• TASK INSTRUCTIONS: Only the lines below from the one containing "target | ski tip" to the one containing "x=286, y=112" should be repeated, both included and unchanged.

Dataset entries
____________________

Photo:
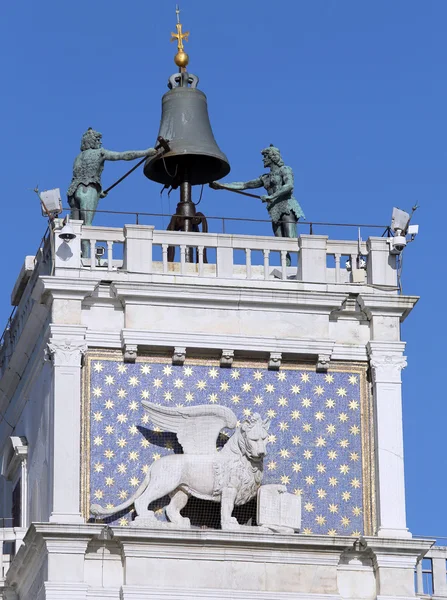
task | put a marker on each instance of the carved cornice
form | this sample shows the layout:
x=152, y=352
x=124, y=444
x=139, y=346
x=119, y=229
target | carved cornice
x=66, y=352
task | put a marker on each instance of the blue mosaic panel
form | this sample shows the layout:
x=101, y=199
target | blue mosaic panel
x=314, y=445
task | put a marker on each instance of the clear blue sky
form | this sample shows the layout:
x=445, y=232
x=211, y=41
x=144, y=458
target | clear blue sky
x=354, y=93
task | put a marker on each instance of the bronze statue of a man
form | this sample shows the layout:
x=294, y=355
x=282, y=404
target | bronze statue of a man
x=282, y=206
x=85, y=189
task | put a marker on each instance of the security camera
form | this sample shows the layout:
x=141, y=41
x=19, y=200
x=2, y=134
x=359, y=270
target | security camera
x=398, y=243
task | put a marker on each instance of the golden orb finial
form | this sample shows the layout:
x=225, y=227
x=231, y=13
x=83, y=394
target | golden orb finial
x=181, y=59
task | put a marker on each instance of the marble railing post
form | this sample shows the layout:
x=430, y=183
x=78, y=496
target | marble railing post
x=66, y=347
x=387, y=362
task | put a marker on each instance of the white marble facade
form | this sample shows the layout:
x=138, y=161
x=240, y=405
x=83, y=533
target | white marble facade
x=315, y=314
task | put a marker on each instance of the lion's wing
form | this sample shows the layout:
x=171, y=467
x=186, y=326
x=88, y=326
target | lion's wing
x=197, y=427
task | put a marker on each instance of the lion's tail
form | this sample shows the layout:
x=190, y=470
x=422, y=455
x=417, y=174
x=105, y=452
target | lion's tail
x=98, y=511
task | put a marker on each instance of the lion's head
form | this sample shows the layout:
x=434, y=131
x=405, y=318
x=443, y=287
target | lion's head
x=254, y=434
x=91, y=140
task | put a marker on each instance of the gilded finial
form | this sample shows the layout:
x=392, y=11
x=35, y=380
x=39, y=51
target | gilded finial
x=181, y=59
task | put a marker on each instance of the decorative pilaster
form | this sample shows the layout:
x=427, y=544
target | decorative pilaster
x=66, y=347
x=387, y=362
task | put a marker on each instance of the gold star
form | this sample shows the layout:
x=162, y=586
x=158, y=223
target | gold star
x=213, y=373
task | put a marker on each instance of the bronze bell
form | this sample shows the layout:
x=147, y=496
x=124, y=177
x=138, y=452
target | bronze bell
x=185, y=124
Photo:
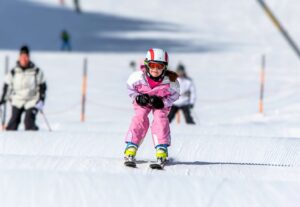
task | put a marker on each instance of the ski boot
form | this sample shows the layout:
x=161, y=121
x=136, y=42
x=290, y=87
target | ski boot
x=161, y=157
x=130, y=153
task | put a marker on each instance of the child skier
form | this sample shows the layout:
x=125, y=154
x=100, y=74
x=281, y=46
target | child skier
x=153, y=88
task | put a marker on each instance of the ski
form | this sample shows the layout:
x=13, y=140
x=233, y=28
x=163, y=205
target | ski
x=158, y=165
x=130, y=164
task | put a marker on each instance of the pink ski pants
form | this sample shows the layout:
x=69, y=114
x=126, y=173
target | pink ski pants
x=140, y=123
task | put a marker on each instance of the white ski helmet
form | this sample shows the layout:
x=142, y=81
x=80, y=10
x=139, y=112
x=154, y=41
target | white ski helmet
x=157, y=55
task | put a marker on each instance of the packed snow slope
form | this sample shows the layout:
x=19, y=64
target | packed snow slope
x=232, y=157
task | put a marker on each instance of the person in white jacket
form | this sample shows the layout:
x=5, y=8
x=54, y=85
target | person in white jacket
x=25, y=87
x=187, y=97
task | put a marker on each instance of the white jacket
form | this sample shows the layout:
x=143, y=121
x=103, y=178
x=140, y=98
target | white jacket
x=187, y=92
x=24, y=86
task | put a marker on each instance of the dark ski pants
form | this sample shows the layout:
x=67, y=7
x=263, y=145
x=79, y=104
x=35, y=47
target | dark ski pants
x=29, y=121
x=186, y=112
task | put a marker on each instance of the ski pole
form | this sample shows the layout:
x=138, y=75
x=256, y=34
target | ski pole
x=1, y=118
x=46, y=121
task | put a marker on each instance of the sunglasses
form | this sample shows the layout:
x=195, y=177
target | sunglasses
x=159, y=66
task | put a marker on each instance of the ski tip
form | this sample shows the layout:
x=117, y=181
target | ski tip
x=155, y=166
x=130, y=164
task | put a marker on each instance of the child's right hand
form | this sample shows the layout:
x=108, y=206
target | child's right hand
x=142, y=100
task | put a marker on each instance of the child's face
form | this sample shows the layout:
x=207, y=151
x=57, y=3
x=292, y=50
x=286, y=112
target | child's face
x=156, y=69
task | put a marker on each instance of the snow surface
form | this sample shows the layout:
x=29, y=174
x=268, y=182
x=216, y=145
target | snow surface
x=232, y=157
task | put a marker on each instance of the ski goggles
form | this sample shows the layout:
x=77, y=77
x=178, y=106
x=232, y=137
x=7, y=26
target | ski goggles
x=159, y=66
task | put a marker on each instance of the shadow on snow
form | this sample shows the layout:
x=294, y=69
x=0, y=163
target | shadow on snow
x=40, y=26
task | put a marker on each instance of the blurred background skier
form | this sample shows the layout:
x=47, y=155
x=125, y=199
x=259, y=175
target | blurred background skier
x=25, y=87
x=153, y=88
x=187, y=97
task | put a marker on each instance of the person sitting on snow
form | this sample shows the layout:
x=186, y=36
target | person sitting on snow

____________________

• SOLVED PROBLEM:
target | ski tip
x=155, y=166
x=130, y=164
task | put a marker on each instance of the child's right hand
form | this sample shows the layout:
x=108, y=206
target | child's right hand
x=142, y=100
task | put a marker on each instance of the child's face
form | this sample shows the layout:
x=207, y=151
x=57, y=3
x=292, y=50
x=286, y=112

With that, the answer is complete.